INSTRUCTIONS FOR THE TASK: Write out each line of the listing as it stands, without the images.

:::

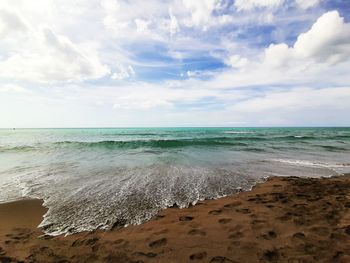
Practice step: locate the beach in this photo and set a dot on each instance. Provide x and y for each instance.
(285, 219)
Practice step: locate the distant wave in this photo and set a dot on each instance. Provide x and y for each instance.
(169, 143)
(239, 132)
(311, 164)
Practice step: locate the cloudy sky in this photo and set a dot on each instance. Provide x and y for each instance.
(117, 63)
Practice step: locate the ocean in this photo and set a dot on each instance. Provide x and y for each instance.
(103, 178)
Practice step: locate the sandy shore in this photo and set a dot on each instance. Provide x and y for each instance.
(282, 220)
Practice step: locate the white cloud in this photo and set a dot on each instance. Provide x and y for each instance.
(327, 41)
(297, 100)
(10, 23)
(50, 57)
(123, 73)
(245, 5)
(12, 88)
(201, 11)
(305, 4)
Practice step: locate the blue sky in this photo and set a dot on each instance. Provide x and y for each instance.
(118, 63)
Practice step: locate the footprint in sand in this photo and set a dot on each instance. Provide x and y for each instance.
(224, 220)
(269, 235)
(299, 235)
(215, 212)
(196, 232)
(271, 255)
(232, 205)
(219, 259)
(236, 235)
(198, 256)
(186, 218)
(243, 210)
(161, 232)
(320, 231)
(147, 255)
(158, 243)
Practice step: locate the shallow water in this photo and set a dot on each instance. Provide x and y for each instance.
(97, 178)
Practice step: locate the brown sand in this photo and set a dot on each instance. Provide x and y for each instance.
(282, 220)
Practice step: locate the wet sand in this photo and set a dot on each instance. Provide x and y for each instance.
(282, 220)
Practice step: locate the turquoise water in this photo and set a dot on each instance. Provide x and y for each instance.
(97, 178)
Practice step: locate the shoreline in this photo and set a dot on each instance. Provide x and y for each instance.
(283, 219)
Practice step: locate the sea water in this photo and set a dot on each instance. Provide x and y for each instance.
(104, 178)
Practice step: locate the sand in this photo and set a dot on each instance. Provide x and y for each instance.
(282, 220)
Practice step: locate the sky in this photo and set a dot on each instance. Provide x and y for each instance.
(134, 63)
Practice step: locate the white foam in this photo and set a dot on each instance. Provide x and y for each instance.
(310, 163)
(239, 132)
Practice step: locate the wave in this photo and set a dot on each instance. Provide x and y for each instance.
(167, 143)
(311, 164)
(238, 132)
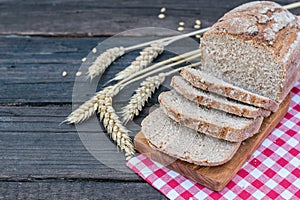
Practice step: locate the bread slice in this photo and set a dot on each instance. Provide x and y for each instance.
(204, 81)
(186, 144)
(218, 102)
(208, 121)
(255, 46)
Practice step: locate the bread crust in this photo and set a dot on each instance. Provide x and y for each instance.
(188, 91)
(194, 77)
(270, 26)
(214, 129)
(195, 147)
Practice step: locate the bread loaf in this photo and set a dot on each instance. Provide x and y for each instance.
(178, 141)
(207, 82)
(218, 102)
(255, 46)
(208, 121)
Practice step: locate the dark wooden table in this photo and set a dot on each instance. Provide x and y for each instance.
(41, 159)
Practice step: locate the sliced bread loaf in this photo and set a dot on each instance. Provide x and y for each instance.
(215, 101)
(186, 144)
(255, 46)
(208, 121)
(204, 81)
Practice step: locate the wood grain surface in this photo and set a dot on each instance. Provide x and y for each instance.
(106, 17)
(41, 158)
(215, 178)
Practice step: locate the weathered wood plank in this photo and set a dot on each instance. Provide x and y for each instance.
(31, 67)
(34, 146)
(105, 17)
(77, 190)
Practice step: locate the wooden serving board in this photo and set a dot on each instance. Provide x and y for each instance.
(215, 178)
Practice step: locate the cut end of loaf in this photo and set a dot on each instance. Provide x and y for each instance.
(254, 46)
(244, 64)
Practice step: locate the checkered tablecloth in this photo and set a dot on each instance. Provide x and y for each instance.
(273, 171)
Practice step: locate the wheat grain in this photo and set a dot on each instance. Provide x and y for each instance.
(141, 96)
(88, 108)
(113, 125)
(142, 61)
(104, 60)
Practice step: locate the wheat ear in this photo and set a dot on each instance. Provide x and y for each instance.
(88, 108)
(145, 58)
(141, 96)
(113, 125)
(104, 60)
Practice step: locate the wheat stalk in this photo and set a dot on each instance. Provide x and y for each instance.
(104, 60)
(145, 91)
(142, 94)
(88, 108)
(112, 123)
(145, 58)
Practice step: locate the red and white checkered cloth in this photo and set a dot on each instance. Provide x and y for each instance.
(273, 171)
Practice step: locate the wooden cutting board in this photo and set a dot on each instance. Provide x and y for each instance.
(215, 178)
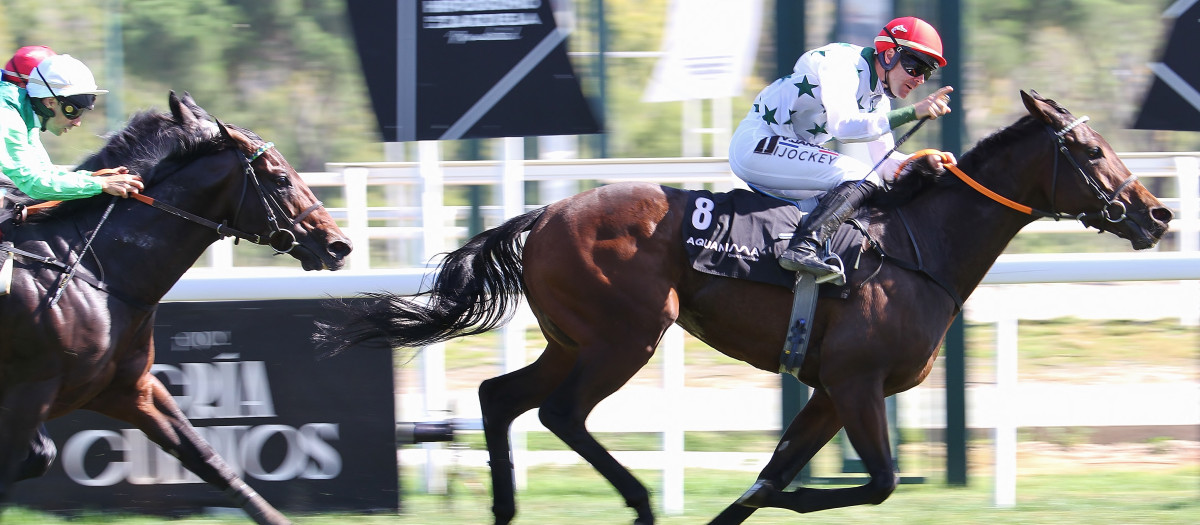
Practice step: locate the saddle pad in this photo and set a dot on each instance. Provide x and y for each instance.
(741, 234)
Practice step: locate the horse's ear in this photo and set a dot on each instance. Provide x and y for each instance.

:::

ANSWER TO THIS PROBLEM:
Practice step: locate the beach in this photo and set a dot on each instance. Provide x and y for each instance.
(285, 219)
Practice step: locate the distant wave in this photo and set a dot on each instance. Provide x and y for each instance.
(169, 143)
(239, 132)
(311, 164)
Practice step: locate the cloudy sky in this photo and set a dot on each instance. Provide x and y for each instance.
(117, 63)
Practice step: locate the ocean in this photo and set a dot on each instance. Provide x and y for each instance.
(103, 178)
Practice step: locate the sandy shore in this photo and set a dot on each instance. Provide x and y for each instance.
(282, 220)
Practice step: locate the white cloud in this photo and set a dot on each instance. Provide x and y for each instance.
(327, 41)
(297, 100)
(10, 23)
(50, 57)
(123, 73)
(245, 5)
(12, 88)
(201, 11)
(305, 4)
Practice step: locate the blue sky in this photo and set a dot on each instance. Provide x and y for each instance.
(118, 63)
Practice step: locate the footprint in sand in this photo and set a dot on each instance. Provide x and y for each instance.
(224, 220)
(269, 235)
(299, 235)
(215, 212)
(196, 232)
(271, 255)
(232, 205)
(219, 259)
(236, 235)
(198, 256)
(186, 218)
(243, 210)
(161, 232)
(320, 231)
(147, 255)
(158, 243)
Practice step: locate the shallow water in this photo and set a dot on each instance. Provide x and y for each instance.
(97, 178)
Practice step: locate the brown sand in this photo and set a dot on each instance. Provide x and y for each instance.
(282, 220)
Practice step: locate the wet sand in this photo and set a dot on each instance. Provide x and y for each instance.
(282, 220)
Practice step: locate the turquoise water in this photo and set a dot on each instance. Provide x and y for each instance.
(97, 178)
Practice step: locate the shoreline in this photo and set a dot on each instance. Provide x and y for each instance.
(283, 219)
Practice step: locate the sea water in this photo and set a dot on each instance. Provide x and y for each instance.
(104, 178)
Practice step: locate the sand in this photo and set a dot on each instance. Provide x and y for each instance.
(282, 220)
Practice step: locate the sky in this photo and set a dot on each instance. Provide x and y for each instance.
(134, 63)
Practice step: locate the white foam in this photo and set a dot on each instance. Provide x and y for each instance.
(310, 163)
(239, 132)
Practice step: locate the wave in this photo and set a dot on each instance. Provide x and y for each instance.
(167, 143)
(311, 164)
(238, 132)
Practice step: locate the bread slice in this photo and set a dot on each instance. Provide x and y for each instance.
(204, 81)
(186, 144)
(218, 102)
(208, 121)
(255, 46)
Practice step: locate the bread crust in this photo and set a dot on each instance. Provide x and y for each instance.
(188, 91)
(194, 77)
(270, 26)
(214, 129)
(195, 147)
Practice step: locate the bread loaf in this photo and set a dot on each instance. Provide x and y for each instance.
(178, 141)
(207, 82)
(218, 102)
(255, 46)
(208, 121)
Practice step: locate the dark wooden table in this photo and set a dot on each instance. Provide x and y for each instance.
(41, 159)
Practice step: locate the sliced bread loaf in this photo and set a dot on each instance. Provide x and y for each instance.
(215, 101)
(186, 144)
(255, 46)
(208, 121)
(204, 81)
Practice step: locate the wood grain surface in this photo and set a dot on each instance. Provide x and y for each instance.
(106, 17)
(41, 158)
(215, 178)
Practice step: locate the weathered wood plank in this photo and set a dot on each instance. Provide x and y for each instance.
(31, 67)
(34, 146)
(105, 17)
(77, 190)
Practice step: locate the wooden serving board in this photo and set a dot on each instance. Provide x and y for each instance.
(215, 178)
Practice step: locate the cut end of loaf in this photo and set a dot on each instance. Provide x and y for each instance.
(254, 46)
(244, 64)
Practice step: locate the checkered tablecloth in this photo and set a dot on each instance. Provide x and y for each instance.
(273, 171)
Practice step: locate the wheat grain in this photo and set a dot on each instance. Provide x and y for each instance.
(141, 96)
(88, 108)
(113, 125)
(142, 61)
(104, 60)
Practice step: locate the wheat ear in this photo and set a dot on each instance. Provide x and y for each instance.
(88, 108)
(145, 58)
(141, 96)
(113, 125)
(104, 60)
Practice step: locate the wheat stalk in this photo and set a dot on each instance. Provide x and y for each instance.
(104, 60)
(145, 91)
(142, 94)
(88, 108)
(112, 123)
(145, 58)
Practice step: locate the red and white checkered cloth in this photo and set a dot on each instance. Provide x and y for each instance.
(273, 171)
Practice step: locate the wooden cutting board in this photo and set a dot on each instance. Provide x and y for each instance.
(215, 178)
Practice step: locate the saddle pad in this photo and set a dot on each instance. Provide x and y for each instance.
(741, 234)
Practice step: locate the horse's ear in this photo and set a dot on each instance. Provide x and y for each instance.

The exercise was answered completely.